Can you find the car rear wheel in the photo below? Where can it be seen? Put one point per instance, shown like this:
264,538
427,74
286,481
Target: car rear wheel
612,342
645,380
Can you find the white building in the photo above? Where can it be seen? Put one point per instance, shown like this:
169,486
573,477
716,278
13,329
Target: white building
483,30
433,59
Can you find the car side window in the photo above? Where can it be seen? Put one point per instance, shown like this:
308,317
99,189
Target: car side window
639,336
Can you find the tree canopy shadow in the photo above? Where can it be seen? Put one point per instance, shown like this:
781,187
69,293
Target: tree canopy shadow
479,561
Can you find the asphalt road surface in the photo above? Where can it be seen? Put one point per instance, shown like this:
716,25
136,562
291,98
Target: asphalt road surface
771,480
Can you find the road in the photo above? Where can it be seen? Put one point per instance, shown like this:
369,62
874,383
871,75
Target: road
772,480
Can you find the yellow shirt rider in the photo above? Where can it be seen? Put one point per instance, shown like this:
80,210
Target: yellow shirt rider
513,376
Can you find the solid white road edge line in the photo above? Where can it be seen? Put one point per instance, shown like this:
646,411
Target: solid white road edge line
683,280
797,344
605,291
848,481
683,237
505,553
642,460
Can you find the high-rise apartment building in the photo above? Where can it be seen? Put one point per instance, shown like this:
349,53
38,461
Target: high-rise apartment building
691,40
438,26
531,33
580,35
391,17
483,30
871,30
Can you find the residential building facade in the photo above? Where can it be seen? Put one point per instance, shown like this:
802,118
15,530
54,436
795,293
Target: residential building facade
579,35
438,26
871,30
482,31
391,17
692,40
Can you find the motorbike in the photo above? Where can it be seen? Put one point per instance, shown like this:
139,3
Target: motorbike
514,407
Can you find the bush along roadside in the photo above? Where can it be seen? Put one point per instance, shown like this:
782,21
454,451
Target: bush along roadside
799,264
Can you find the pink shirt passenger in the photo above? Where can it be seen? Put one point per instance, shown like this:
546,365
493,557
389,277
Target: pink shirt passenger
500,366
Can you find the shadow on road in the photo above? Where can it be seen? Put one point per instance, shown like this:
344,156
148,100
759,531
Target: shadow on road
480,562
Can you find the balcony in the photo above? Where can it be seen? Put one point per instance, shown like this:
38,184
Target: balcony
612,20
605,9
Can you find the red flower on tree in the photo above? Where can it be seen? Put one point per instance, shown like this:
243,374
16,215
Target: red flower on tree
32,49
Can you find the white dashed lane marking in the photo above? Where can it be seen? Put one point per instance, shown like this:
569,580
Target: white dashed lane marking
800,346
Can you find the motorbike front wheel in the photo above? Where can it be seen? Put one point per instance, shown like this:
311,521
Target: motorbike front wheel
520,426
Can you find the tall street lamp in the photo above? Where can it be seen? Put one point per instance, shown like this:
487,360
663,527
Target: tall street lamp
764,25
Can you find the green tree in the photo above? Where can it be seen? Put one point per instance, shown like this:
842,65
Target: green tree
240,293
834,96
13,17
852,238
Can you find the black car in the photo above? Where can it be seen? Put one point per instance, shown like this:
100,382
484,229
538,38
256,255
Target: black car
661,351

-*-

Activity:
Taking the entries above, write out exactly the lines starting with the line containing "Target: car rear wheel" and going on through the line containing "Can you find the solid", both included, and nothing else.

Reply:
Target: car rear wheel
612,342
645,380
Can you find the white building in the photo above? Where can it be seen? Put one point per instance, shown like this:
169,486
573,477
716,278
13,329
Target: white building
483,30
433,59
Can you find the car side window in the photo above? Where can it be seen? Put one point per instance, shown like this:
308,317
99,189
Target: car side window
639,336
Can you find the tree canopy shadow in the photo above? Where can it be seen? Put one point per instance, shown like this:
781,187
69,293
Target: tree canopy shadow
479,561
Can you find the asphalt road surface in the photo above? Where can it be seen? Put one point per instance, shown like this:
716,25
136,562
291,98
Target: asphalt road surface
771,480
Can you find the road in the photo above? Where can it be seen? Put one point per instance, shown like this:
369,62
874,383
871,75
Target: road
772,480
Can you find the yellow shirt rider in the photo above? Where can it be seen? Put one point per instance, shown like this:
80,210
Target: yellow shirt rider
513,376
Can you find the solid white road edge line in the photo above? Where can it be seen? Put one point per instance, shown like this:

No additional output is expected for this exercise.